● **CONSIGNE**
Poursuivez le texte consacré à la fermeture de l'usine Buitoni de Caudry, en reprenant juste après sa dernière phrase.

● **TEXTE À ANALYSER**
+ + + +
Le pire moment pour annoncer une fermeture d’usine, même pour raisons sanitaires. Pour la direction de Nestlé France, la décision de fermer le complexe agroalimentaire Buitoni de Caudry risque d’avoir un lourd impact en termes d’image.
Impossible, dans le contexte d’effervescence sociale en France autour de la réforme des retraites, de ne pas s’attendre à une mobilisation maximale des syndicats et des pouvoirs publics. Impossible également, pour le géant suisse de l’agroalimentaire, de ne pas voir sa responsabilité juridique mise en cause par les médias, compte tenu de l’impact sanitaire du dossier.
L’usine Buitoni incriminée est mise en cause dans la mort de deux enfants intoxiqués par la bactérie Escherichia coli (E.Coli), après avoir consommé des pizzas fabriquées sur le site. Une cinquantaine d’autres petits ont dû être soit hospitalisés, soit examinés pour des vomissements, des pieds et mains enflés, des vertiges et des nausées.
Un fardeau depuis des mois
Pour Nestlé, ce dossier empoisonné est un fardeau depuis des mois. C’est en mars 2022 que les premières traces d’intoxication apparaissent. Très vite, les médias s’en emparent et les parents des enfants intoxiqués portent plainte. La marque des pizzas fabriquées dans l’usine de Caudry, Fraîch’Up, est aussitôt bannie de toutes les chaînes de distribution alimentaires.
Plusieurs familles se mettent ensemble et leurs avocats entament des procédures. Une information judiciaire est ouverte pour «homicide involontaire» en mai 2022. A ce jour, Nestlé se voit réclamer 55 millions d’euros de dommages et intérêts. S’y ajoute, après l’annonce de la fermeture de l’usine ce jeudi 30 mars, l’accusation d’être un employeur «sans pitié». «Nous sommes broyés par Nestlé», ont répété tout au long de la journée les délégués syndicaux, alors que la direction a promis de reclasser les deux tiers des salariés licenciés.
Présente en France depuis 1868, la firme suisse se prépare logiquement à un assaut de critiques et à de nombreuses actions judiciaires. Plus de 10'000 employés travaillent dans le pays pour Nestlé, qui compte 18 sites industriels et 19 centres de distribution pour sa soixantaine de marques de produits agroalimentaires.
+ + + +
● **DONNÉES FOURNIES**

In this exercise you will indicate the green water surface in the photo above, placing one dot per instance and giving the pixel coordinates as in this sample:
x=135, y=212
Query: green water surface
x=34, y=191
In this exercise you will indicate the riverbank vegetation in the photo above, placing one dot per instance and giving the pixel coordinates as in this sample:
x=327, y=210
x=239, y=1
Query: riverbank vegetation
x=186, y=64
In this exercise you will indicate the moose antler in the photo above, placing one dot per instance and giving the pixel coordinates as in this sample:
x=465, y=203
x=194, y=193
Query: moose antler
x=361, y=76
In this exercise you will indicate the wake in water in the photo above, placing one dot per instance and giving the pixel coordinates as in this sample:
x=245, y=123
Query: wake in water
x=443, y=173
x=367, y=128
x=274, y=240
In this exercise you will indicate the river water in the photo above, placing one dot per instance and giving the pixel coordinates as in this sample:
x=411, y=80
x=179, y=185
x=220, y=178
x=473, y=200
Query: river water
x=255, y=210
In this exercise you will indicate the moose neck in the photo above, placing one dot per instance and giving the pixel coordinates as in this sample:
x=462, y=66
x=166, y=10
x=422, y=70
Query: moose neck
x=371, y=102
+ + + +
● **CORRIGÉ**
Buitoni est installé à Caudry depuis 1983, avant son rachat par Nestlé cinq ans plus tard. Mais le tandem a déjà dû faire face à un parfum de scandale en 2013. Il a été accusé d’avoir été impliqué dans l’affaire de fraude à la viande de cheval (présentée comme de la viande de bœuf, notamment pour fabriquer des lasagnes, raviolis et tortellinis). Le géant suisse avait alors nié toute responsabilité. Ce qui ne l’avait pas empêché de retirer de la vente des plats de pâtes suspects en Espagne et en Italie.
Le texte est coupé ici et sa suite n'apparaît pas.